■ **Consigne écrite 1**
Relevez chacune des années citées dans le texte sur Gabriel Péri, depuis le paragraphe commençant par « Né le 9 février 1902 » jusqu'à la fin, sans répéter une année qui revient.
■ **Consigne écrite 2**
Reproduisez le passage du texte sur Gabriel Péri qui va de « mardi 24 août » jusqu'à « 15 décembre 1941. » inclus.

■ **Section de texte**

┄┄┄┄┄┄

Gabriel Péri. La culture et l’intelligence au peloton d’exécution

mardi 24 août 2010.
 

Député communiste d’Argenteuil 
et Bezons sous 
le Front populaire, 
le chef de la rubrique internationale 
de l’Humanité 
sera emprisonné 
à la Santé avant d’être fusillé par les nazis,
le 15 décembre 1941.

Né le 9 février 1902 à Toulon, Gabriel Péri grandit à Marseille où son père travaille comme comptable à la chambre de commerce. Élève brillant, il côtoie au lycée de nombreux enfants de la grande bourgeoisie (et quelques enfants de la petite bourgeoisie comme lui).

C’est au cours de la Première Guerre mondiale qu’il s’engage pour la première fois. En juillet 1915, il propose de faire paraître un journal polycopié pour collecter de l’argent au profit des soldats. En mars 1917, la révolution éclate en Russie  ; le régime tsariste est balayé. D’après le témoignage d’un ancien camarade de classe, la Russie devient alors le pôle d’attraction de Gabriel Péri et de ses amis. On s’intéresse aux événements qui s’y déroulent avec beaucoup d’attention. Quand les partisans de Lénine s’emparent du pouvoir en novembre 1917, Gabriel Péri s’est engagé depuis peu au sein du mouvement socialiste. Rapidement, il défend les thèses de l’aile gauche du parti.

Au lendemain du Congrès de Tours, Gabriel Péri devient secrétaire du groupe des Jeunesses communistes de Marseille  ; pour la première fois de sa vie, il est poursuivi et condamné par la justice pour avoir distribué des tracts antimilitaristes à proximité d’une caserne. Un an plus tard, il est élu à la direction nationale des Jeunesses communistes. À compter de ce jour du mois de mai 1922, Gabriel Péri sera rétribué pour son action militante.

Emprisonné à la suite de son action contre l’occupation du bassin houiller allemand de la Ruhr par les armées belges et françaises, il quitte les Jeunesses communistes et intègre l’appareil du Parti communiste, au printemps 1923.

En octobre 1924, il se voit confier la responsabilité de la rubrique internationale de l’Humanité, charge qu’il assumera sans interruption, indépendamment des fluctuations de la ligne politique de l’Internationale communiste, jusqu’à l’interdiction du quotidien communiste à la suite de la signature du pacte germano-soviétique, en août 1939.

┄┄┄┄┄┄

■ **Entrées de données**
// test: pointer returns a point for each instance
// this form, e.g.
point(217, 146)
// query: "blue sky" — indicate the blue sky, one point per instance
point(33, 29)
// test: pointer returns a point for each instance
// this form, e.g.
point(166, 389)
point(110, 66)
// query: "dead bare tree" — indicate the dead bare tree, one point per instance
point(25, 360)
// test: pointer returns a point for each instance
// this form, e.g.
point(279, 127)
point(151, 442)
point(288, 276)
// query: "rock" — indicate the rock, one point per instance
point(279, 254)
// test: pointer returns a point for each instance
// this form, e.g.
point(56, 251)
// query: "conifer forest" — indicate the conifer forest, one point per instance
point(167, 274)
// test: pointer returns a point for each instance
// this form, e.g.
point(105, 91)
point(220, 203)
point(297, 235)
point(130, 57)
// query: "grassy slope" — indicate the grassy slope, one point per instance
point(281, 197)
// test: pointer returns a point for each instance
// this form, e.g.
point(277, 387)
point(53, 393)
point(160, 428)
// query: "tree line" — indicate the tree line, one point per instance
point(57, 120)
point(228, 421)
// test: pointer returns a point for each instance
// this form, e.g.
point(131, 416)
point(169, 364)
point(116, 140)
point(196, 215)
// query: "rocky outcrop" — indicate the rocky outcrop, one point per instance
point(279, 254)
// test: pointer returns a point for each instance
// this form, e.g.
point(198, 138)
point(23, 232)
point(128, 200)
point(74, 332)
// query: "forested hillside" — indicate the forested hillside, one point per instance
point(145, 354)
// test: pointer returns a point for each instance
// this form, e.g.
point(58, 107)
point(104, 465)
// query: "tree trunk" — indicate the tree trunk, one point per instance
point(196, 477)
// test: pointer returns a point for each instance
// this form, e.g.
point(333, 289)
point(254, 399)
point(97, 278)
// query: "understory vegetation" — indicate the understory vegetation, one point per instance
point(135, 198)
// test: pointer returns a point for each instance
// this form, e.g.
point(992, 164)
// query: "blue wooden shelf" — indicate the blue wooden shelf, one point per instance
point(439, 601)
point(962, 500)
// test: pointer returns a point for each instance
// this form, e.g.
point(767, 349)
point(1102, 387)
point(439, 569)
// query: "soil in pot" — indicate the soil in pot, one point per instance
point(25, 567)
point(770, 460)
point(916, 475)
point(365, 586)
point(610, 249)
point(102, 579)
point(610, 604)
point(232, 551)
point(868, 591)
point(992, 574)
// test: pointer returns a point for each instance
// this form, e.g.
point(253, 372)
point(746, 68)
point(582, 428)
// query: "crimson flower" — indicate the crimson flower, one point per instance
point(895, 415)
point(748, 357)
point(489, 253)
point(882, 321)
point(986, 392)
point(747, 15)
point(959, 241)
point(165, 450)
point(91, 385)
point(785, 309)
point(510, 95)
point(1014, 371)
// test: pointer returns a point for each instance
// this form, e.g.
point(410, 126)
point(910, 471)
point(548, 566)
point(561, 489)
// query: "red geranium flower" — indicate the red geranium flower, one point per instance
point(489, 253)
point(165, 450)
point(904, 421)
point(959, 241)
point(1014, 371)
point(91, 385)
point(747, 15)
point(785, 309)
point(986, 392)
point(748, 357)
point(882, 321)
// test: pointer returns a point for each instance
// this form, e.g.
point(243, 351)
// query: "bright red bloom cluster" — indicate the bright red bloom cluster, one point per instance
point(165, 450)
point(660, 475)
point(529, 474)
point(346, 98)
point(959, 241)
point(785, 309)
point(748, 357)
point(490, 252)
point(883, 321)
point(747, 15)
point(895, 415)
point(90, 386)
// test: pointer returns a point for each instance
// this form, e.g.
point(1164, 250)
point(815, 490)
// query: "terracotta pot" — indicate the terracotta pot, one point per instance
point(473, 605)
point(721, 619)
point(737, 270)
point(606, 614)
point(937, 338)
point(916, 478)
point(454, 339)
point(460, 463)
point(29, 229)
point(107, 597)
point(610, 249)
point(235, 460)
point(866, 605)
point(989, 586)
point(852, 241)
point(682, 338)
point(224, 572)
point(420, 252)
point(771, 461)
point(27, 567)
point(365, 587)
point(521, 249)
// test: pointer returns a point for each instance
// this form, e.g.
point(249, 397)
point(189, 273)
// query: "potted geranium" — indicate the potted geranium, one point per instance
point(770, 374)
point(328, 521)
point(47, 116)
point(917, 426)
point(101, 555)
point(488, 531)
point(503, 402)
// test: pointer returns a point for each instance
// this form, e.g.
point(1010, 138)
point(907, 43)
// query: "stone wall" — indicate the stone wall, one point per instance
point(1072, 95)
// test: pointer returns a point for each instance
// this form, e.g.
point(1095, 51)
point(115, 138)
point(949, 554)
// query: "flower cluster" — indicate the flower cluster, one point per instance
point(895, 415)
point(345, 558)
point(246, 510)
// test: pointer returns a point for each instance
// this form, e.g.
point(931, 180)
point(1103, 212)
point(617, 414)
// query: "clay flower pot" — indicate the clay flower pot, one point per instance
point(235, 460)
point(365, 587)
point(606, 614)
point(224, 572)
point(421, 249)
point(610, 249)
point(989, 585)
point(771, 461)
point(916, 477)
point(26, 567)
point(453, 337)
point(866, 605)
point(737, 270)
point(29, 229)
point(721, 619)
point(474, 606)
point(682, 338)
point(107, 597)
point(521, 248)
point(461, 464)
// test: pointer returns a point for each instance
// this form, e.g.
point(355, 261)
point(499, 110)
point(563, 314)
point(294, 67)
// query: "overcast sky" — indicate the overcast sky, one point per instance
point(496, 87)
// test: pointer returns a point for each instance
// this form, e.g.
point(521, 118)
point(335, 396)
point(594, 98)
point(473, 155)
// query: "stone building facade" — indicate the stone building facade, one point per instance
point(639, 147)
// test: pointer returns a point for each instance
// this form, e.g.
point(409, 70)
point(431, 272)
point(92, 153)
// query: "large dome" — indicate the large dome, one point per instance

┄┄┄┄┄┄

■ **Réponse écrite 1**
1902, 1915, 1917, 1922, 1923, 1924, 1939

■ **Réponse écrite 2**
mardi 24 août 2010.
 

Député communiste d’Argenteuil 
et Bezons sous 
le Front populaire, 
le chef de la rubrique internationale 
de l’Humanité 
sera emprisonné 
à la Santé avant d’être fusillé par les nazis,
le 15 décembre 1941.